Problem requirements: Would you write out the entries again, exactly as they are, but without images?

Photo-based referring expression data:
►
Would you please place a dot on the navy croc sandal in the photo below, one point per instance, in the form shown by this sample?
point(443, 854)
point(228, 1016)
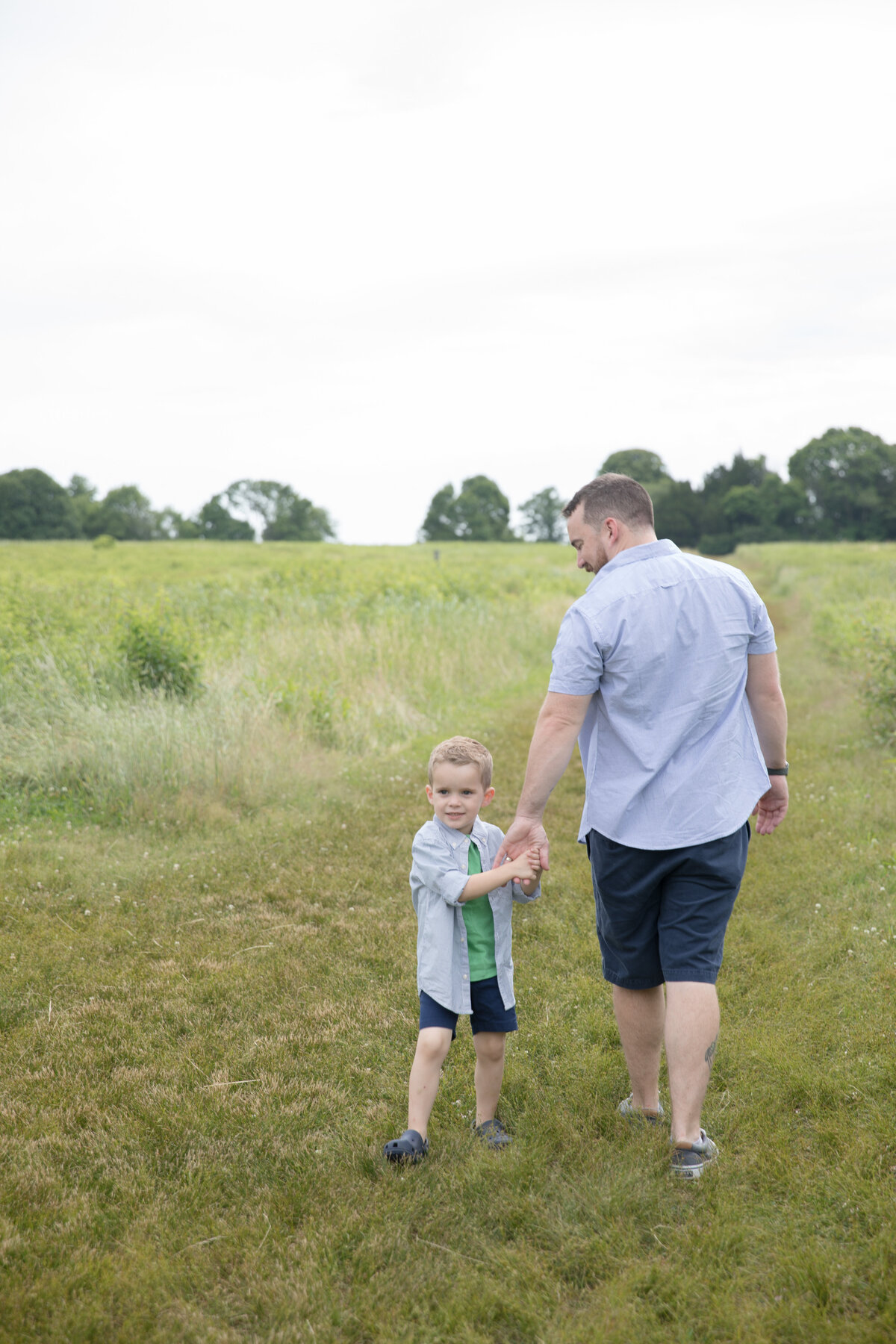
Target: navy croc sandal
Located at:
point(408, 1148)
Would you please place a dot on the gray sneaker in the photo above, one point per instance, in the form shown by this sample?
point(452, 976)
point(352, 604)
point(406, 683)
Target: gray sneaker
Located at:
point(688, 1160)
point(638, 1115)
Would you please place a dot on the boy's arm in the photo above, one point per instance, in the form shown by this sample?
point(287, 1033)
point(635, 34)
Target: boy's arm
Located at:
point(480, 883)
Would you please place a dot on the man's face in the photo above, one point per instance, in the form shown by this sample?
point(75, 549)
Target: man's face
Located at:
point(457, 794)
point(588, 544)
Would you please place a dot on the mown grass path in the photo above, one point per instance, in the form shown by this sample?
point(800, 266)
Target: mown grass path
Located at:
point(207, 1035)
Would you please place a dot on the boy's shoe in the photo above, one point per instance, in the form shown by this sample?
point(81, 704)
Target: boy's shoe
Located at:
point(688, 1160)
point(638, 1115)
point(408, 1148)
point(494, 1133)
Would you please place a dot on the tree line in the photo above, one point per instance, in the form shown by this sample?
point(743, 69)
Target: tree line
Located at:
point(35, 507)
point(842, 487)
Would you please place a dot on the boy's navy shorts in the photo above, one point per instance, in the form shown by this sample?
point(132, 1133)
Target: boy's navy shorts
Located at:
point(488, 1011)
point(662, 913)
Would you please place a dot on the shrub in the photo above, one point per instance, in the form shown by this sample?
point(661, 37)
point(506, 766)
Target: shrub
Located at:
point(879, 685)
point(158, 659)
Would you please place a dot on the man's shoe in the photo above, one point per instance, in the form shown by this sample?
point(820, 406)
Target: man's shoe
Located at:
point(492, 1133)
point(688, 1160)
point(638, 1115)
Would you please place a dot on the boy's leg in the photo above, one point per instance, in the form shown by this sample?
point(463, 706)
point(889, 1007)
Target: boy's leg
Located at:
point(433, 1046)
point(489, 1073)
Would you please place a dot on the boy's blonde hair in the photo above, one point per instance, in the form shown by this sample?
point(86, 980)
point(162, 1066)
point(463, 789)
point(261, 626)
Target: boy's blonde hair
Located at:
point(462, 752)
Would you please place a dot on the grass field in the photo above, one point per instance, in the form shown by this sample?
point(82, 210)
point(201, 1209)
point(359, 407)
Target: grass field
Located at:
point(207, 974)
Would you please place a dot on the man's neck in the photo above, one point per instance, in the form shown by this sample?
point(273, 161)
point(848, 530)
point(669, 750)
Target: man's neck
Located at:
point(628, 539)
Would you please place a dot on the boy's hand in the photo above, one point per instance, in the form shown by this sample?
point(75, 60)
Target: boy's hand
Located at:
point(523, 868)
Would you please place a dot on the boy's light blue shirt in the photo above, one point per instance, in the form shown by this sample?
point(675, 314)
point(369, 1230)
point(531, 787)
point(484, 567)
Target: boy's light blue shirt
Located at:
point(438, 877)
point(660, 640)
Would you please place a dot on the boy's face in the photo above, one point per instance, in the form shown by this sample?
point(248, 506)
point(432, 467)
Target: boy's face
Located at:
point(457, 794)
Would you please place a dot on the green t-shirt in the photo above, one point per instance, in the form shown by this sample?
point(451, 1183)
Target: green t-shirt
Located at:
point(480, 927)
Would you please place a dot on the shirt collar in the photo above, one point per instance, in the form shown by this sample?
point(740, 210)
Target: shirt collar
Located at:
point(647, 551)
point(455, 838)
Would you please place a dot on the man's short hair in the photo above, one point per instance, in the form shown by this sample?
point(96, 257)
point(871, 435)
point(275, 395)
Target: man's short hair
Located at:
point(462, 752)
point(613, 495)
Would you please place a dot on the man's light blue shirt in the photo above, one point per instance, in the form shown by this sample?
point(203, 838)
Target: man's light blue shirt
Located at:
point(660, 640)
point(438, 877)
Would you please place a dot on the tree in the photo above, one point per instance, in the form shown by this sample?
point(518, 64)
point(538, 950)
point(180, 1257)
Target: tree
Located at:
point(849, 477)
point(173, 527)
point(287, 515)
point(124, 514)
point(441, 519)
point(299, 520)
point(215, 523)
point(677, 511)
point(642, 465)
point(543, 517)
point(84, 503)
point(264, 497)
point(33, 505)
point(482, 511)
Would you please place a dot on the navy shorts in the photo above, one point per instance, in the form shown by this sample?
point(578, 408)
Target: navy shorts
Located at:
point(488, 1011)
point(662, 913)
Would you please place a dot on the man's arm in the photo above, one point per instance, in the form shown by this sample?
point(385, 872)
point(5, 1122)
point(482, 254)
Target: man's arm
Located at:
point(770, 717)
point(555, 734)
◄
Exercise solution:
Would you please place a dot on the navy croc sandal in the photo below, one point per instance, in the form shown by this sample?
point(443, 854)
point(228, 1016)
Target: navy croc sandal
Located at:
point(408, 1148)
Would you please place a dot on the gray sneaker in the photo above, one point per instance, in the form shown by this sample?
point(452, 976)
point(352, 604)
point(406, 683)
Target: gray sneaker
Located at:
point(688, 1160)
point(638, 1115)
Would you please place a dot on the boy's arm in the photo above, one point per instance, in the form shown by this sample?
point(287, 1033)
point(635, 34)
Target: boy's arm
Located at:
point(480, 883)
Would you please place a dot on the man's face in the photo above, one point per instance, in the form shown by this sample?
point(75, 549)
Target: man's face
Located at:
point(457, 794)
point(588, 544)
Would you please place a dot on the mown grass path in the photo above, one point per instance, in the form shown by this sample?
point(800, 266)
Target: mown grass path
Located at:
point(207, 1035)
Would you please place a dot on the boy's shoe in the photo above, one point per instance, in the form shown by this sample?
point(81, 704)
Target: boy's shoe
Located at:
point(688, 1160)
point(638, 1115)
point(408, 1148)
point(494, 1133)
Would you please place a dot on the tree line in the photo above, one point per instance, in the form shown by this sample?
point(743, 69)
Target: tree line
Located at:
point(35, 507)
point(842, 487)
Would you please place a dot on the boy's navy shorts in the photo above, one point per instance, in the form shown by this sample?
point(132, 1133)
Target: boy's navy shorts
Located at:
point(488, 1011)
point(662, 913)
Would you please place a dot on the shrub in the photo above, one point per instance, in the form shown by this sample?
point(661, 37)
point(506, 766)
Target: shrub
Located at:
point(879, 685)
point(158, 659)
Would you please place a dot on the man's shoe in the photo above, one point per instance, in the form shown by this sample?
point(820, 406)
Target: man's shoe
Located at:
point(492, 1133)
point(688, 1160)
point(638, 1115)
Would you please place a dot on the boy's leg in the photo above, one point per instance, in the form shown by this sample?
point(463, 706)
point(889, 1007)
Target: boy's leg
Located at:
point(433, 1046)
point(489, 1073)
Would you please place a dot on the boy's blonde hair in the photo above, one point per instance, in the form shown by this sample?
point(86, 980)
point(162, 1066)
point(463, 789)
point(261, 626)
Target: boy's blonde hair
Located at:
point(462, 752)
Would you please place a dot on the grass field in the photo above, one point per instance, in the form shown by this sample?
point(82, 210)
point(201, 1209)
point(359, 407)
Target: grass field
Located at:
point(207, 974)
Would you please place a dot on the man's neck in the photo above, one point per instance, in the form shown by this sample?
point(273, 161)
point(848, 530)
point(669, 750)
Target: man's neck
Located at:
point(628, 539)
Would you please place a dot on the boy's hand in the photo above, one point per instance, in the form shown by this sample?
point(75, 60)
Target: boy's hand
Located at:
point(523, 868)
Would you please place a dot on the boy's light blue shirt in the photo above, one point per instance, in the form shown by this sample?
point(675, 314)
point(369, 1230)
point(531, 787)
point(484, 567)
Target: boy's light blue shirt
Located at:
point(438, 877)
point(660, 640)
Would you please place a dot on the boy's face in the photo above, one point per instance, in the form shown by this sample?
point(248, 506)
point(432, 467)
Target: boy's face
Located at:
point(457, 794)
Would you please place a dot on the green t-shirt in the photo above, one point per instance, in the form shown by this sample?
point(451, 1183)
Target: green t-shirt
Located at:
point(480, 927)
Would you please place a dot on the shirt collar in the photo above, one point per instance, in the form shown by this sample?
point(740, 210)
Target: shirt collar
Located at:
point(647, 551)
point(455, 838)
Would you please place a dot on the man's short hair in the photo above, one point per instance, in the form shown by this sample?
point(96, 257)
point(871, 435)
point(275, 395)
Target: man's short hair
Located at:
point(462, 752)
point(613, 495)
Would you please place a dot on the man's light blue shirt in the photo above, one point per instance, in the form shown by this sample?
point(203, 838)
Target: man's light blue shirt
Located at:
point(660, 640)
point(438, 877)
Would you please place a dot on the tree in the photo above, one point per instance, in the form shown by this sample?
point(518, 64)
point(538, 950)
point(180, 1257)
Target: tree
Located at:
point(849, 477)
point(173, 527)
point(287, 515)
point(124, 514)
point(441, 519)
point(299, 520)
point(215, 523)
point(677, 511)
point(642, 465)
point(543, 517)
point(84, 503)
point(264, 497)
point(33, 505)
point(482, 511)
Would you please place a dot on the navy shorts in the photo above, one point per instance, in the form shown by this sample?
point(578, 408)
Target: navy shorts
Located at:
point(488, 1011)
point(662, 913)
Would you please place a dot on the man's arm in the photo above, one point per instance, in the form shown by this sample?
point(385, 872)
point(5, 1122)
point(482, 254)
Target: man's arm
Located at:
point(770, 717)
point(555, 734)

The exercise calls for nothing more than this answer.